START EXERCISE INPUTS

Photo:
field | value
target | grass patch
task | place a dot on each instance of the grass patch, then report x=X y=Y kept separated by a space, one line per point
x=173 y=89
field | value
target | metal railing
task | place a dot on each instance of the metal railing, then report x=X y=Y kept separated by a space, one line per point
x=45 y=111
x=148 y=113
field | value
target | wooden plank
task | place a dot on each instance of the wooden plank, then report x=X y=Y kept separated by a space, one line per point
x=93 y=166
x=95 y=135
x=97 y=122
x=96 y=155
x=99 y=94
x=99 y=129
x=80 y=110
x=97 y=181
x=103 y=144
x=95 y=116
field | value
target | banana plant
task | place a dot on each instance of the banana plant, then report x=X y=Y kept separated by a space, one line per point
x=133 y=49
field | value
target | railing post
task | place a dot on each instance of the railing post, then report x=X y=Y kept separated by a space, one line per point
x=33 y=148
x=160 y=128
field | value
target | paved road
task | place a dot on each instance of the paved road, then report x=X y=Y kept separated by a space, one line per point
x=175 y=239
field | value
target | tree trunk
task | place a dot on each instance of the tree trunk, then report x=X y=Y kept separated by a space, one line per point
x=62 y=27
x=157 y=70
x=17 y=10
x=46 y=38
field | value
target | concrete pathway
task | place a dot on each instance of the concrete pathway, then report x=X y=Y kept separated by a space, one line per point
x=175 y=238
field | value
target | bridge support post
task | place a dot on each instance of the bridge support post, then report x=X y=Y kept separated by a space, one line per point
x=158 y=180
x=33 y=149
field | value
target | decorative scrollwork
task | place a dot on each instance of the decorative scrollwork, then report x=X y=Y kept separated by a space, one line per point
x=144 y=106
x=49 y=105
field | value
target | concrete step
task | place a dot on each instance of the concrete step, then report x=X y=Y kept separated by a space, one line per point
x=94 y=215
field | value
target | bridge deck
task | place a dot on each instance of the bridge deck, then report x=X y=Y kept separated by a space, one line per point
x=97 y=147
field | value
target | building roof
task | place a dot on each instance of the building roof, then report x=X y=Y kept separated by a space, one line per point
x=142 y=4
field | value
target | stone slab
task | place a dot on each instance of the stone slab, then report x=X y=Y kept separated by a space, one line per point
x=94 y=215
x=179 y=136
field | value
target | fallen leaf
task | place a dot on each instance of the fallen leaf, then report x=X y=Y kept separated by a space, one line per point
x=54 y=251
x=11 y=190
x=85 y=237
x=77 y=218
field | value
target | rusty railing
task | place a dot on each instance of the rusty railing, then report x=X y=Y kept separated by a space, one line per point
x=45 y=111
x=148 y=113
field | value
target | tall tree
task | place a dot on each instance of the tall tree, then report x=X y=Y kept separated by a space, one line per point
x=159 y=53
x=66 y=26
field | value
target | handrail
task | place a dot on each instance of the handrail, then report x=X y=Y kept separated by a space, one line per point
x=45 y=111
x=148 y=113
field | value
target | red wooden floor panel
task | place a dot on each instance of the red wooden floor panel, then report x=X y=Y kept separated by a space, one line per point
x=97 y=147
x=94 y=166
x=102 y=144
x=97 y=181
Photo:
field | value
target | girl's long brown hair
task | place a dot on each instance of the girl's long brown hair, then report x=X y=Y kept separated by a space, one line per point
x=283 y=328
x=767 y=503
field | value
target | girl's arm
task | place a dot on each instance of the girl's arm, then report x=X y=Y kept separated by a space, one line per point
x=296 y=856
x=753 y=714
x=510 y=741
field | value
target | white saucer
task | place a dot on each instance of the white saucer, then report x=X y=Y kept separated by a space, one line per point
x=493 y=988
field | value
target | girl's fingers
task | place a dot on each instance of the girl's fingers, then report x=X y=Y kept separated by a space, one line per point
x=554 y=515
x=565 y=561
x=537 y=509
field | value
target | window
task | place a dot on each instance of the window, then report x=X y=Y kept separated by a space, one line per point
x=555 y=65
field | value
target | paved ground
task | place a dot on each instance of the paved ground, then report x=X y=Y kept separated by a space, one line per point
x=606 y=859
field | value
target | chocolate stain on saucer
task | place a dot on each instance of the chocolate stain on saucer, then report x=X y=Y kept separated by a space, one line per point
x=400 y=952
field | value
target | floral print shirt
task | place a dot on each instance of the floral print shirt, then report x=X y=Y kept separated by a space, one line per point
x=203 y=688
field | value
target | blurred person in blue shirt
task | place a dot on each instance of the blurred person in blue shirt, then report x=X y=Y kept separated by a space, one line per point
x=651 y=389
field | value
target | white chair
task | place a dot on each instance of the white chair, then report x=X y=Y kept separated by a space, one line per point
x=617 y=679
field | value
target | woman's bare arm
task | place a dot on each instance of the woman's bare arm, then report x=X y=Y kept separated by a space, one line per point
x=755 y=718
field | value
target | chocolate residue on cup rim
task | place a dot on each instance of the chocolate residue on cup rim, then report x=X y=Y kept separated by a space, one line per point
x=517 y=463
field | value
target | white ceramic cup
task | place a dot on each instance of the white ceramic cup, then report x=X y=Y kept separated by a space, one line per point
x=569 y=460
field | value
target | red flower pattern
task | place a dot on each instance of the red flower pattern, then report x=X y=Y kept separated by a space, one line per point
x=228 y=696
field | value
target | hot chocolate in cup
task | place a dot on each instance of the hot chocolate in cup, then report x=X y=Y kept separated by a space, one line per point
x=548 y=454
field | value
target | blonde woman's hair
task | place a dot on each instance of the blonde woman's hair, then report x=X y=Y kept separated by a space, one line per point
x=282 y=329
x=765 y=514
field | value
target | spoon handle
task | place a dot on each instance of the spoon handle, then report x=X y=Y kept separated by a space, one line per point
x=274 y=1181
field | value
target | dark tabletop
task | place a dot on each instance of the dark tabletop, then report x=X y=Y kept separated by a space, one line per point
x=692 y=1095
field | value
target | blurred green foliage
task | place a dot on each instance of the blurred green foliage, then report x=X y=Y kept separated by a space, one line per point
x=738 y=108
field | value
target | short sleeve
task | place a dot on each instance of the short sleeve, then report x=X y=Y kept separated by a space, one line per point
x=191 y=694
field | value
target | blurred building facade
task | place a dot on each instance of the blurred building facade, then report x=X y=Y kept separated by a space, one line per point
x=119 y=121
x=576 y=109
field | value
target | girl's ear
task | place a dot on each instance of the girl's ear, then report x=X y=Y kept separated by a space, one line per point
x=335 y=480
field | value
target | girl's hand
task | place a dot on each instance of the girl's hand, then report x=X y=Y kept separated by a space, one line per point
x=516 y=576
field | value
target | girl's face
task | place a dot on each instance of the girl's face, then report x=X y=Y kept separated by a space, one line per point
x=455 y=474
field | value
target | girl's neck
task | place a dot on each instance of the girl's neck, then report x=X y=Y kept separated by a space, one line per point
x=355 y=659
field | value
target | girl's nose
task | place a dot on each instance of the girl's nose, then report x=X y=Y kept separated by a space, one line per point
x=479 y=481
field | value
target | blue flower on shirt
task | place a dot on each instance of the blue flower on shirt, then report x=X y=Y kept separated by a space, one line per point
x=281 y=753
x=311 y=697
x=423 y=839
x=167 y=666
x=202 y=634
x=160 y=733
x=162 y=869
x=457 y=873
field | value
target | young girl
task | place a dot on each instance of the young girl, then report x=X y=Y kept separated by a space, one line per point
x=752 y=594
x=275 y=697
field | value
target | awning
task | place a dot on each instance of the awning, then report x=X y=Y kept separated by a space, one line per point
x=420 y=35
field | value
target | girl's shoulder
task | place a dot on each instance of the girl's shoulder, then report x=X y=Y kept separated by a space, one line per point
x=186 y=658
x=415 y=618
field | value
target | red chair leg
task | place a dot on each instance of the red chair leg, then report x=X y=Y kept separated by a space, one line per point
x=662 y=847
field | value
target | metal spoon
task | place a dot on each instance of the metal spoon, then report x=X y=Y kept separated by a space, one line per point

END EXERCISE INPUTS

• [WHAT YOU NEED TO DO]
Return the data in its entirety, exactly as given.

• [WRITTEN SOLUTION]
Photo:
field | value
target | grass patch
task | place a dot on each instance of the grass patch, then report x=X y=Y kept separated by a space, one line per point
x=173 y=89
field | value
target | metal railing
task | place a dot on each instance of the metal railing, then report x=X y=Y kept separated by a space, one line per point
x=45 y=111
x=148 y=113
field | value
target | wooden plank
task | place a dot on each instance of the wooden plank, then report x=X y=Y kept separated by a space, one line per point
x=93 y=166
x=95 y=135
x=97 y=122
x=96 y=155
x=99 y=94
x=99 y=129
x=80 y=110
x=97 y=181
x=103 y=144
x=95 y=116
field | value
target | banana plant
task | place a dot on each instance of the banana plant, then report x=X y=Y kept separated by a space, one line per point
x=133 y=49
field | value
target | railing post
task | place a dot on each instance of the railing post, then report x=X y=Y kept separated by a space, one line per point
x=33 y=148
x=160 y=128
field | value
target | paved road
task | place a dot on each instance of the paved road, then report x=X y=Y kept separated by a space, one line per point
x=175 y=239
field | value
target | tree trunk
task | place a dot on each instance of the tree trunk, then report x=X y=Y kept separated by a space, one line per point
x=62 y=27
x=157 y=70
x=17 y=10
x=46 y=38
field | value
target | concrete pathway
task | place a dot on each instance of the concrete pathway, then report x=X y=Y kept separated by a space, one line per point
x=175 y=238
field | value
target | bridge support post
task | place a dot on each instance of the bridge support post, then report x=X y=Y kept separated by a space, one line per point
x=158 y=180
x=33 y=149
field | value
target | decorative scrollwork
task | place a dot on each instance of the decorative scrollwork, then report x=X y=Y kept separated by a space, one line per point
x=144 y=106
x=49 y=105
field | value
target | concrete step
task | place a dot on each instance of the concrete step, then report x=X y=Y kept separated by a space, one line per point
x=94 y=215
field | value
target | bridge deck
task | place a dot on each instance of the bridge deck, then report x=X y=Y kept separated by a space, one line per point
x=97 y=147
field | value
target | building roof
task | place a dot on each instance of the building roof, then report x=X y=Y kept separated by a space, one line per point
x=142 y=4
field | value
target | stone slab
task | place a dot on each instance of the stone slab, then report x=X y=Y kept separated by a space, one line per point
x=94 y=215
x=179 y=136
field | value
target | fallen leaf
task | place a dot on each instance of the fallen leaf, then report x=X y=Y kept separated by a space, one line per point
x=54 y=251
x=11 y=190
x=85 y=237
x=77 y=218
field | value
target | rusty railing
task | place a dot on each instance of the rusty railing, then report x=X y=Y kept separated by a space, one line per point
x=45 y=111
x=148 y=113
field | value
target | tall tree
task | place a dot on each instance of the tall tree, then report x=X y=Y kept separated by a space, one line per point
x=159 y=53
x=66 y=26
field | value
target | handrail
task | place a dot on each instance of the handrail, then report x=X y=Y kept separated by a space, one line per point
x=45 y=111
x=148 y=113
field | value
target | red wooden floor panel
task | place a dot on each instance of the red wooden floor panel, then report x=X y=Y kept separated by a space, one line per point
x=97 y=147
x=94 y=166
x=102 y=144
x=97 y=181
Photo:
field | value
target | girl's long brown hair
task | place a dot on each instance of the girl's long brown hair, then report x=X y=Y kept separated by a space, one line per point
x=283 y=328
x=767 y=503
field | value
target | girl's arm
task | place a dot on each instance of the girl's arm, then report x=X y=Y kept separated by a space, one line per point
x=296 y=856
x=753 y=714
x=510 y=741
field | value
target | white saucer
task | place a dot on each instance of the white saucer, then report x=X y=Y kept separated by a space, one line per point
x=493 y=988
field | value
target | girl's fingers
task | place a dot on each instance of the girl's fingers, then report x=X y=Y kept separated by a space, one line per point
x=554 y=515
x=565 y=561
x=537 y=509
field | value
target | window
task | place a dot on each instance of the window, then report x=X y=Y kept separated by a space, one line per point
x=555 y=65
field | value
target | paved ground
task | place a dot on each instance of the paved ground, then report x=X y=Y kept separated by a space, one line per point
x=606 y=859
field | value
target | chocolate stain on saucer
task | place a dot on each instance of the chocolate stain on saucer, then report x=X y=Y kept separated by a space, one line per point
x=400 y=952
field | value
target | floral print shirt
task | place a dot on each instance of the floral print shirt, then report x=X y=Y kept separated by a space, one line per point
x=203 y=688
field | value
target | blurred person in blue shirt
task | place a dot on each instance of the blurred person in blue shirt, then report x=X y=Y kept separated by a space, one line per point
x=651 y=389
field | value
target | white chair
task | place a dot on each instance of the white chair, then report x=X y=Y kept separated by a space, one line per point
x=617 y=679
field | value
target | woman's bare arm
task | place a dot on each instance of the woman's bare arm, then report x=X y=Y kept separated by a space, one line per point
x=755 y=718
field | value
target | chocolate residue on cup rim
task | place a dot on each instance of the chocolate residue on cup rim, then report x=X y=Y kept separated by a space, one line per point
x=517 y=463
field | value
target | white ceramic cup
task | place a dot on each instance of the white ceramic cup, then report x=X y=Y kept separated by a space, one line per point
x=569 y=460
field | value
target | red flower pattern
task | place a dot on each instance of the red flower pattern, then report x=X y=Y kept separated by a space, one line per point
x=228 y=696
field | value
target | hot chocolate in cup
task | place a dot on each instance of the hot chocolate in cup, then report x=X y=Y kept separated by a space, one line per point
x=548 y=454
field | value
target | blonde woman's hair
task | place a dot on each instance of the blonde woman's hair, then report x=X y=Y kept separated by a space, one line per point
x=282 y=329
x=765 y=514
field | value
target | spoon handle
task | place a dot on each instance of the spoon handle, then report x=X y=Y kept separated by a space, one line per point
x=274 y=1181
field | value
target | dark tabletop
task | place a dot on each instance of the dark tabletop, then report x=X y=Y kept separated by a space, one line per point
x=692 y=1095
field | value
target | blurred green foliage
task | place a dot on each instance of the blurred green foliage, then report x=X y=Y kept separated by a space, one line per point
x=738 y=108
field | value
target | short sleeve
task | place a dot on each instance of the short sleeve, then report x=X y=Y kept separated by a space, one line per point
x=191 y=694
field | value
target | blurred building facade
task | place a dot on each instance of the blurred building facade, then report x=X y=Y kept separated by a space, one line per point
x=119 y=121
x=576 y=109
field | value
target | girl's ear
task | place a dot on each instance of the girl's ear, then report x=X y=Y kept separated by a space, one line per point
x=335 y=480
field | value
target | girl's hand
task | place a dot on each instance of the girl's hand, then report x=X y=Y kept separated by a space, one line per point
x=516 y=576
field | value
target | girl's face
task | place a dot on each instance of the girl's face, then report x=X y=Y kept separated by a space, one line per point
x=455 y=474
field | value
target | girl's neck
task | place a dot on each instance of the girl's neck, then report x=X y=Y kept separated by a space, one line per point
x=355 y=659
field | value
target | girl's nose
task | place a dot on each instance of the girl's nose, then report x=X y=Y kept separated by a space, one line per point
x=479 y=481
field | value
target | blue flower on shirt
task | place a dot on each instance of the blue flower on shirt, then report x=X y=Y kept separated by a space, one line per point
x=281 y=753
x=311 y=697
x=423 y=839
x=167 y=666
x=202 y=634
x=160 y=733
x=162 y=869
x=457 y=873
field | value
target | young girl
task | place a dot on each instance of the young girl, then report x=X y=Y kept separated by a space, one line per point
x=752 y=594
x=275 y=697
field | value
target | awning
task | place a dot on each instance of the awning, then report x=X y=Y kept separated by a space, one line per point
x=420 y=35
field | value
target | girl's shoulder
task | place a dot on each instance of the girl's shoulder, then report x=X y=Y kept separated by a space, one line per point
x=186 y=658
x=415 y=618
field | value
target | red chair leg
task | place a dot on each instance of the red chair leg, then report x=X y=Y kept separated by a space, one line per point
x=662 y=847
field | value
target | metal spoon
task | place a dot on each instance of the metal spoon, then report x=X y=Y kept separated by a space, one line per point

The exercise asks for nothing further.